▶ [AIM 1]
Answer these questions from the passage on buying real estate, one line each:
(a) What percentage real estate commission does the passage mention?
(b) What price does it give for a house that needs tons of work?
(c) What place does the document use as its example?

□ □ □ □ □ □ □

Paying your share of the six percent real estate commission, you
buy a boring house in a boring neighborhood with nothing to set
it apart from any other neighborhood anywhere.
Except…..you
can’t afford these typical places anymore, or even where you
grew up. The typical way of doing things doesn’t work for
many average folks anymore. Four hundred thousand dollars for a
house that needs tons of work is not your idea of a good idea.
There may be
another way. This paper is not an advertisement for Laurence Harbor,
although it may serve as such. This document is an argument for
thinking about real estate differently, outside the existing rules
of buying (and selling) homes in which Laurence Harbor is the example.
Yes, yes, location
does matter. But location is to real estate as comedy is to sitcom;
in one era Friends is funny, in another the Golden Girls is. Same
with real estate; what one group appreciates, another might not
and new times brings new desirables in property.

□ □ □ □ □ □ □

▶ [AIM 2] Pick out every line of the records that contains the word "tree".

▶ [DATA EXTRACT]
□ □ □ □ □ □ □

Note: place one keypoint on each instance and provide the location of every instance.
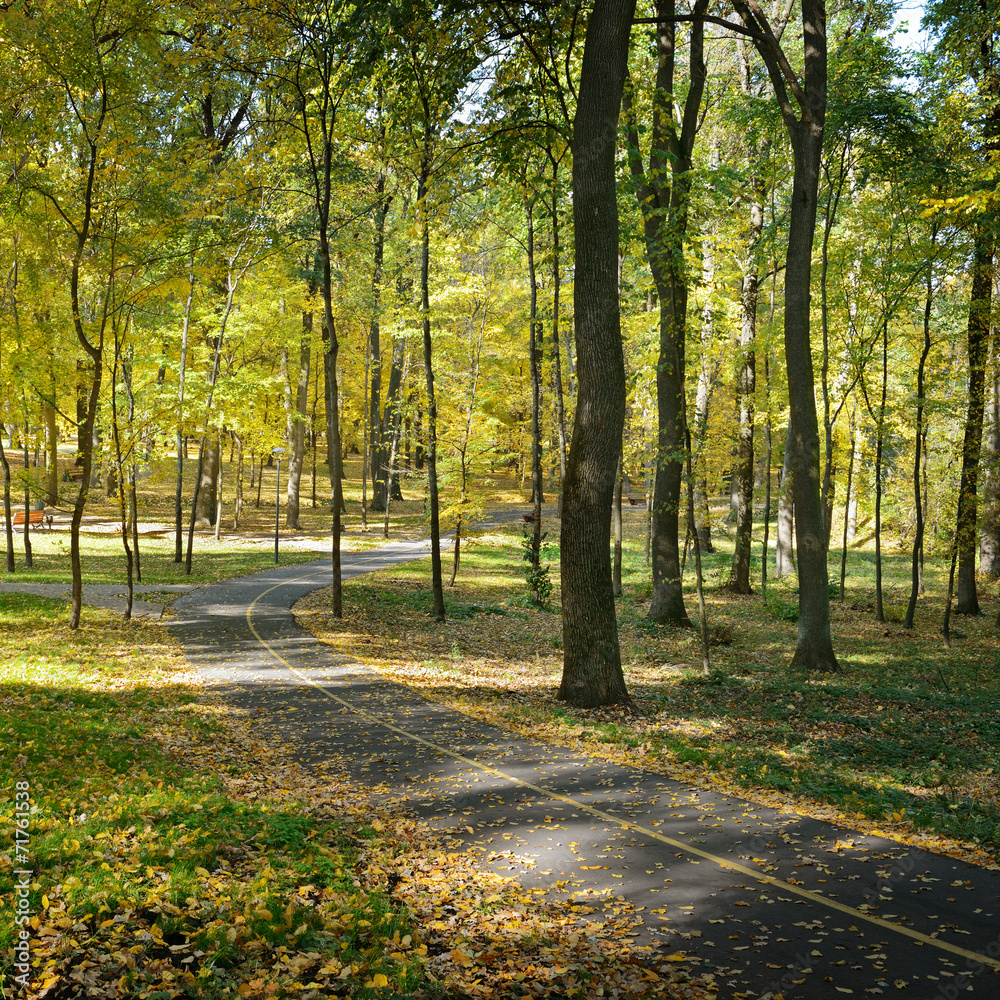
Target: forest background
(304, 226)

□ □ □ □ □ □ □

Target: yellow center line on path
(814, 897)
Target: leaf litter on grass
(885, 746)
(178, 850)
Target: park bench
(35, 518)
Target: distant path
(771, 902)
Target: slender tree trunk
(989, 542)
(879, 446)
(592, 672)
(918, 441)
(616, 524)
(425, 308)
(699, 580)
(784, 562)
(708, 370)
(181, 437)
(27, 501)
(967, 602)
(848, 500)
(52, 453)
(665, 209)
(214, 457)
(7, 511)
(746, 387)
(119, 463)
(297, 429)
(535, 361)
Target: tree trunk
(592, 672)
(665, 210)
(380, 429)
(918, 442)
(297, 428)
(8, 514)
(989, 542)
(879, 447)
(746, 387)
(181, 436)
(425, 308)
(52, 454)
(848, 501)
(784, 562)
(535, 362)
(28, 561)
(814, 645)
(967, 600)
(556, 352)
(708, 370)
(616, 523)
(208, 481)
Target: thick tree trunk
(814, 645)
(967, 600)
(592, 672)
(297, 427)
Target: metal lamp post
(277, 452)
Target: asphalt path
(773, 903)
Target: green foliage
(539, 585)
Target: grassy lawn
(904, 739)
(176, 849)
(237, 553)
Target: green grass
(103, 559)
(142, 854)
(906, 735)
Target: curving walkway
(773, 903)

□ □ □ □ □ □ □

▶ [WRITTEN REPLY 1]
(a) Six percent.
(b) Four hundred thousand dollars.
(c) Laurence Harbor.

▶ [WRITTEN REPLY 2]
Target: slender tree trunk
Target: tree trunk
Target: thick tree trunk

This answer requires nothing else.